* _What you are asked to do_
Read the entries that follow and give each one again precisely.

* _Source material_
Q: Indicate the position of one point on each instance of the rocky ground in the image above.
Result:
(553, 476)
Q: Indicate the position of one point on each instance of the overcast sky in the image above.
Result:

* _Reply to the exercise_
Q: Indicate the position of one point on each instance of the rocky ground in the image above.
Result:
(553, 476)
Q: Indicate the position of one point on each instance of the overcast sky in the image above.
Result:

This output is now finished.